Would you extract the whole listing below and retype it exactly?
----
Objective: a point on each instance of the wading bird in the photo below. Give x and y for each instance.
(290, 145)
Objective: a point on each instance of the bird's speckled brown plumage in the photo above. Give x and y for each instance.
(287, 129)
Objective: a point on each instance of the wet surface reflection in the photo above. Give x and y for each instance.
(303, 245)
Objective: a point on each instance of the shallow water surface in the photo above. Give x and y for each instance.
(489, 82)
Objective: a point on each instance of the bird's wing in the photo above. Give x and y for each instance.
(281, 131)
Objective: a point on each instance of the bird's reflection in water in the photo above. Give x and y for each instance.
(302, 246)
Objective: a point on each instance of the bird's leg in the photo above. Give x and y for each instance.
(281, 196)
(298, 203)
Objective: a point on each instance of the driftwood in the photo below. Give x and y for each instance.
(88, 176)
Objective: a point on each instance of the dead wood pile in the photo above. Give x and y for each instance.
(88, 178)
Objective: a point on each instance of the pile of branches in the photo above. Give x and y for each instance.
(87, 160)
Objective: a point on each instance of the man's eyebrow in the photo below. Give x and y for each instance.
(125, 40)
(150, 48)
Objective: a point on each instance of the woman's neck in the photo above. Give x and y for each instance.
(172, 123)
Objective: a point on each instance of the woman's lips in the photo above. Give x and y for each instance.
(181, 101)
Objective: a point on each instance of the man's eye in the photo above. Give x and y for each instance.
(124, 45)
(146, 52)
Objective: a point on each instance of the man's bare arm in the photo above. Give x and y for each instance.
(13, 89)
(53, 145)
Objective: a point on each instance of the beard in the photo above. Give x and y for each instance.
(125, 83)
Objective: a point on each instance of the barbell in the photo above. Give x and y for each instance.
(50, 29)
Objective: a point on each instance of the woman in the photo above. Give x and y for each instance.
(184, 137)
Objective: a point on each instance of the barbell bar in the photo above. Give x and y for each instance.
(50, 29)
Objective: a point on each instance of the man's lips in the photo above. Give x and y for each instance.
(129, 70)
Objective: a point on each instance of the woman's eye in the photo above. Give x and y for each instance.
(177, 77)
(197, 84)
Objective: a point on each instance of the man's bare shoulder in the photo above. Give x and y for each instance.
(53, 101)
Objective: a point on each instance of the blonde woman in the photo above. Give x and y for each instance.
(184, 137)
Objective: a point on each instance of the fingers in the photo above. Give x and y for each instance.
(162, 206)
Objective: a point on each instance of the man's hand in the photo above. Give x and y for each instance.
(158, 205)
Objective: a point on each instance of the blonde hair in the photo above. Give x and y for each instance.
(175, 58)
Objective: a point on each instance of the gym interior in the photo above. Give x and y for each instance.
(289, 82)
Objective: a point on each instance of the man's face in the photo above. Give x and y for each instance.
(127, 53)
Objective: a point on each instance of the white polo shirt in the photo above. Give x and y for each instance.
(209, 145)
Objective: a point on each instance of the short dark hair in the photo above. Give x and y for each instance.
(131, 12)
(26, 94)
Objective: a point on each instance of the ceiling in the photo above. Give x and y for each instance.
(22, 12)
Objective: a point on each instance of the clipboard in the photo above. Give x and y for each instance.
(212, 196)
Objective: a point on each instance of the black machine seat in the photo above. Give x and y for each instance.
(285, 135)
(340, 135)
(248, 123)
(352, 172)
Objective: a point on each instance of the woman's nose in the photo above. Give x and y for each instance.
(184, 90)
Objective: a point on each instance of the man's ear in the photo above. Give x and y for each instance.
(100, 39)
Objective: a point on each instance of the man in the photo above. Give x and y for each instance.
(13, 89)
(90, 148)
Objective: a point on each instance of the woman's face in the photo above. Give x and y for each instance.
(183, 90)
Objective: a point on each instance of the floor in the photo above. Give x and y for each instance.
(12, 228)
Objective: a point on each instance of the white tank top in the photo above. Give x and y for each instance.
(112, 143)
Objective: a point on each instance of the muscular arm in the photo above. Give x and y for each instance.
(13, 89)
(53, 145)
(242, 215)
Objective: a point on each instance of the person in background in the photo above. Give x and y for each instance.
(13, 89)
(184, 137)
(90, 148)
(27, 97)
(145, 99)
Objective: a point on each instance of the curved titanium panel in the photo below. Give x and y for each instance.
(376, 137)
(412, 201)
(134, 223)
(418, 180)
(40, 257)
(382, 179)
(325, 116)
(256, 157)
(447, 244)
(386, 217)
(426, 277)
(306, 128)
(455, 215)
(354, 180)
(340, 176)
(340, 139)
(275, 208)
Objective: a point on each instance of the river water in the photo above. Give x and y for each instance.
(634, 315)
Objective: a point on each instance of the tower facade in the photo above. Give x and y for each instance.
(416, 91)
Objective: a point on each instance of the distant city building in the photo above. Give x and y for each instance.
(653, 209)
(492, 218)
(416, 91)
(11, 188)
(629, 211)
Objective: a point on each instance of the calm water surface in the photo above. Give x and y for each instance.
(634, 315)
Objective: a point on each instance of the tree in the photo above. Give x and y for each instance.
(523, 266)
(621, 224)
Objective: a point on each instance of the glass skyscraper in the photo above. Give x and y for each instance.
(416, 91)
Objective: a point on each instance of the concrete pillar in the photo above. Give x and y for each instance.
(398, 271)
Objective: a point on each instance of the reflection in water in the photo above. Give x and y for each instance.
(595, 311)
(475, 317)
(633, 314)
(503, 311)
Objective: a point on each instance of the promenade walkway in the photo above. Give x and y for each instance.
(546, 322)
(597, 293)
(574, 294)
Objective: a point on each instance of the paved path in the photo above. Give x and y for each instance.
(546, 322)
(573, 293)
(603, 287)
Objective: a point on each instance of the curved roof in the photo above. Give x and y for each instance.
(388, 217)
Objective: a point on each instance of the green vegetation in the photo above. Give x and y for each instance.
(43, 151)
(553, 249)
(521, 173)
----
● **CORRECT RESULT**
Objective: a point on each instance of the wading bird in the photo below. Give x and y for each instance.
(290, 145)
Objective: a point on each instance of the bird's speckled brown plumage in the photo above. Give x and y for each instance.
(287, 129)
Objective: a point on each instance of the wet surface reflection in the photo above. Give x and y for each instance.
(303, 245)
Objective: a point on each instance of the shallow water surface in the photo above. Give x and y for each instance.
(489, 82)
Objective: a point on each instance of the bird's wing in the photo above. Give x and y for each instance.
(281, 131)
Objective: a point on each instance of the bird's reflection in water in the photo above. Give x and y for each instance.
(302, 246)
Objective: a point on each instance of the bird's leg in the photo above. Give x and y for each instance.
(281, 196)
(298, 203)
Objective: a point on each instance of the driftwood in the photo below. Give x and y for each instance.
(88, 176)
Objective: a point on each instance of the dead wood pile in the photo above. Give x and y for each instance.
(88, 178)
Objective: a point on each instance of the pile of branches in the photo above. Give x and y for each instance.
(87, 160)
Objective: a point on each instance of the man's eyebrow in the photo below. Give x and y for each instance.
(125, 40)
(150, 48)
Objective: a point on each instance of the woman's neck in the photo above. Give x and y for each instance.
(172, 123)
Objective: a point on each instance of the woman's lips in the photo above. Give x and y for each instance.
(181, 101)
Objective: a point on each instance of the man's eye in the photo above. Give x and y for each instance.
(124, 45)
(146, 52)
Objective: a point on each instance of the man's bare arm in the photo above. Give x and y for each instance.
(13, 89)
(53, 145)
Objective: a point on each instance of the beard in the photo above. Give x and y for each instance.
(125, 83)
Objective: a point on each instance of the barbell in the photo above. Give x and y for each instance.
(50, 29)
Objective: a point on each instance of the woman in the photo above. Give x and y for each instance.
(184, 137)
Objective: a point on each instance of the barbell bar in the photo above. Give x and y for each instance.
(50, 29)
Objective: a point on each instance of the man's lips in the photo above. Give x and y for each instance.
(129, 70)
Objective: a point on each instance of the woman's eye in the photo above. Give x and y for each instance.
(177, 77)
(197, 84)
Objective: a point on each instance of the man's bare shoulder in the photo above. Give x and y for each instance.
(53, 101)
Objective: a point on each instance of the blonde woman in the photo above. Give x and y for each instance.
(184, 137)
Objective: a point on each instance of the fingers in the photo above. Give x and y for each instance.
(162, 206)
Objective: a point on each instance of the man's hand in the photo above. Give x and y for each instance.
(158, 205)
Objective: a point on each instance of the blonde hair in the photo above. Give x and y for each instance.
(175, 58)
Objective: a point on each instance of the gym interior in the photo above. Give x and y for each instance.
(289, 82)
Objective: a point on each instance of the man's face in the photo above. Give x and y for each instance.
(127, 53)
Objective: a point on each instance of the white polo shirt in the photo above. Give x and y for each instance.
(209, 145)
Objective: a point on each instance of the short dark hair in the photo above. Give x and y for each instance.
(131, 12)
(26, 94)
Objective: a point on each instance of the ceiling in the photo above. Give x and y for each instance.
(22, 12)
Objective: a point on each instance of the clipboard in the photo above. Give x and y for each instance.
(212, 196)
Objective: a point on each instance of the black machine seat in the photo above. Give x and y for each instance.
(285, 135)
(340, 135)
(248, 123)
(352, 172)
Objective: a point on each instance of the woman's nose in the photo above. Give x and y for each instance.
(184, 90)
Objective: a point on each instance of the man's ear in the photo above. Give x and y for each instance.
(100, 39)
Objective: a point on each instance of the man in the photo above. Give x and y for each instance.
(13, 89)
(90, 148)
Objective: a point on each instance of the woman's face in the photo above. Give x and y for each instance.
(183, 90)
Objective: a point on each instance of the floor in the photo above. Give x and y for each instance.
(12, 228)
Objective: a point on each instance of the white tank top in the photo above. Give x and y for each instance.
(112, 143)
Objective: a point on each instance of the muscular arm in the photo above. Give x and y for each instance.
(13, 89)
(53, 145)
(242, 215)
Objective: a point on each instance of the person in background in the photo above. Give x and y for each instance.
(13, 89)
(184, 137)
(90, 148)
(27, 97)
(145, 99)
Objective: a point on each instance of the curved titanium panel in the photo below. Give x and y for each instance.
(376, 137)
(412, 201)
(134, 223)
(418, 180)
(40, 257)
(382, 179)
(325, 116)
(256, 157)
(447, 244)
(386, 217)
(426, 277)
(306, 128)
(455, 215)
(354, 180)
(340, 176)
(340, 139)
(275, 208)
Objective: a point on each instance of the river water in the photo above. Give x and y for each instance.
(634, 315)
Objective: a point on each instance of the tower facade in the photo above. Give x and y for each instance.
(416, 91)
Objective: a point on each instance of the distant city building in the photo above. Give x and y for each instance.
(653, 209)
(492, 218)
(416, 91)
(11, 188)
(629, 211)
Objective: a point on each instance of the calm water surface in the photo above. Give x and y for each instance.
(634, 315)
Objective: a point on each instance of the tree in the photo above. Give x and y for each instance.
(523, 266)
(621, 224)
Objective: a point on each instance of the glass skyscraper in the photo above. Give x and y for each instance.
(416, 91)
Objective: a point on each instance of the concrete pillar in the photo above. Give x and y for each instance.
(398, 271)
Objective: a point on each instance of the reflection in water in the photo above. Give x and y for each instance.
(595, 311)
(475, 317)
(633, 314)
(503, 311)
Objective: a point on each instance of the promenade walkway in the photo above. Give x and y for each instance.
(546, 322)
(597, 293)
(574, 294)
Objective: a point on each instance of the paved path in the photo above. Give x and y for each instance.
(546, 322)
(573, 293)
(603, 287)
Objective: a point on each instance of the curved roof in the photo above. Give x and y for each instance.
(388, 217)
Objective: a point on each instance of the green vegetation in the photo above. Give x and y for each instance.
(43, 151)
(553, 249)
(521, 173)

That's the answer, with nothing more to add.